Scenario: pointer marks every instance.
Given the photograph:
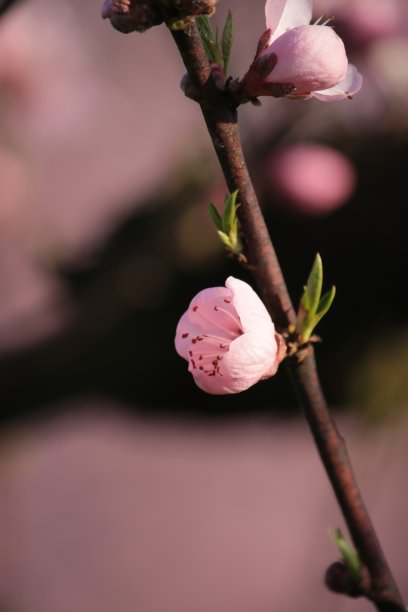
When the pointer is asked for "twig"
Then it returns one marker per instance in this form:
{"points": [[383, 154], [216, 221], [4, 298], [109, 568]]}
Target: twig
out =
{"points": [[221, 119]]}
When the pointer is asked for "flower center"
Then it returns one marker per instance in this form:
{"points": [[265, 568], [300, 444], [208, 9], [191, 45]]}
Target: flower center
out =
{"points": [[220, 326]]}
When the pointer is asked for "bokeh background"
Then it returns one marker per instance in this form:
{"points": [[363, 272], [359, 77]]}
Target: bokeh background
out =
{"points": [[122, 486]]}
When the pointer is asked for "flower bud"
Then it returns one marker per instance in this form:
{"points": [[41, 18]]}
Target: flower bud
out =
{"points": [[229, 339], [131, 15]]}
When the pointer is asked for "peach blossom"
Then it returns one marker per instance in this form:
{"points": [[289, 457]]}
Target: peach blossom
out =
{"points": [[311, 58], [228, 339]]}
----------------
__REQUIRED TASK__
Transcribe the material as is, with images omitted.

__SOLUTION TO THIS TASK__
Scenario: pointer marks every instance.
Given the photograph:
When the pointer is asked for "twig"
Then it returns one marker per instance in this form:
{"points": [[383, 154], [216, 221], [4, 298], [109, 568]]}
Target: twig
out =
{"points": [[221, 119]]}
When the pointer is asked for "flower center"
Then it returns one marker per instance in this form:
{"points": [[265, 568], [300, 444], [208, 9], [191, 45]]}
Target: flower center
out =
{"points": [[220, 326]]}
When the pointer is asked for "bokeh background"
Then it returns one marker per instance in this form:
{"points": [[363, 272], [359, 77]]}
Target: bokeh background
out =
{"points": [[122, 486]]}
When the pointer is asked for "flower bud"
Then it returns one marker per instance in this form:
{"points": [[41, 18]]}
Target: flower bud
out =
{"points": [[229, 339], [131, 15]]}
When the pointer is asked for "peach blossom"
Then it returns one marker per instance in this form:
{"points": [[289, 457]]}
Target: peach blossom
out =
{"points": [[311, 58], [228, 339]]}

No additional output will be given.